Görev yönergesi ▸
Aşağıdaki Manisa yazısına göre Ulu Cami ve Külliyesi hangi yapılardan oluşur? Hepsini sıralayın.

Verilen metin ▸
=======

"Ümitvar olunuz, şu istikbal inkılâbı içinde en yüksek gür sada İslâm'ın sadası olacaktır."

Piyasalar

TARİHİN AYNASI: Manisa

17 Mart 2012, Cumartesi
Bu hafta yolculuğumuza Ege Bölgesi’nin nüfusu ile ikinci büyük şehri olan Manisa’da devam ediyoruz. Manisa deyince aklıma ilk gelen meşhur mesir macunudur. Şifa kaynağı mesir macunu günleri ile de dikkatleri üzerine çeken bu güzel şehrimiz, aynı zamanda tarihî olarak da zengin bir geçmişe sahiptir.
TARİHİ: Tarih boyunca hemen her büyük medeniyetin dikkatini çekecek kadar zengin olmuş Manisa topraklarının geçmişi Yontma Taş Devri’ne kadar uzanır. Bölge Lidya bölgesi olarak bilinen bölgenin tamamına yakına Manisa’dadır. Bölgede başka Sard (ya da Sardis) olmak üzere sayısı yirmiyi aşan antik kent mevcuttur.
Salihli yolu üzerinde de Sard antik şehrinin kalıntıları var. İlginç mimarisi ile dikkati çeken ve çok güzel bir antik şehir.
Osmanlılarda ise Manisa Sancağı, geleceğin padişahlarının ilk görev yeridir. Şehzadeler, Manisa bölgesinin yönetiminde sorumlu tutulup, idarecilik yeteneklerini geliştirirlerdi.
Strabon tarafından Katakekaumene (Yanık Ülke), olarak anılan Kula yakınlarında 1,1 milyon yıl ile 12 bin yıl arası süreçte gerçekleşen volkanik patlamalar dolayısıyla oluşmuş geniş bir arazi vardır. Yapılan araştırmalarda bölgede Yontma Taş Devri’nden kalma 15 bin ile 25 bin yıl öncesine ait ayak izleri bulunmuştur.
Tarihte ilk altın parayı basan Lidya Krallığının başşehri bugün Salihli ilçesi sınırlarında yer alan Sard şehridir. Bin tepeler bölgesinde Lidyalılardan kalma Tümülüsler ve kral mezarları bulunmuştur. Antik ticaret yolu Kral Yolu da İran ve Mezopatamyandan başlayarak ve il sınırları girerek Lidya Krallığının merkezi Sard şehrine uğrardı. (Bu gün buraların kazı çalışmaları hâlâ devam etmektedir.)
Hıristiyanlıktaki önemli 7 kiliseden, 3’ü bu ildedir; “Sardes, Philadelphia, Thyateira”
İlin Osmanlı dönemindeki adı ise “Saruhan”dır. Adını Saruhan Beyliğinden alır.

ULU CAMİ VE KÜLLİYESİ
Spil Dağı’nın kuzey eteklerinde, şehre hâkim bir konumda yer alan külliye cami, medrese ve türbe ile kuzeydoğusundaki hamamdan meydana gelmiştir. Saruhan Bey’in torunu İshak Çelebi tarafından 1366 yılında Mimar Emet bin Osman’a yaptırılmıştır. İnşasında kaba yonu taş, tuğla ve bazı antik mimarî unsurlar kullanılmıştır.

=======

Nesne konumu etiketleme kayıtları
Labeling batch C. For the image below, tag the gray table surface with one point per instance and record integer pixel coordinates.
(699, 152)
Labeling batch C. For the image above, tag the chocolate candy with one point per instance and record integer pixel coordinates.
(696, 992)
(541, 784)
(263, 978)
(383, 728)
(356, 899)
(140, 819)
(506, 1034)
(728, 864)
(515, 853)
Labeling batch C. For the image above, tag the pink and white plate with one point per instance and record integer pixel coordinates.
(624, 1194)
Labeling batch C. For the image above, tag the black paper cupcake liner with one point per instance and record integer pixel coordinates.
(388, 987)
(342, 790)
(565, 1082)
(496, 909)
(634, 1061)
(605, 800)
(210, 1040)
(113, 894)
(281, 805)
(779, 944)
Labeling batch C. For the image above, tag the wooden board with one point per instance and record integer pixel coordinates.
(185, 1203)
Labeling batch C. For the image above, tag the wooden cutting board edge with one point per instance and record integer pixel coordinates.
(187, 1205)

=======

Problemin çözümü ▸
Cami, medrese, türbe ve kuzeydoğusundaki hamam.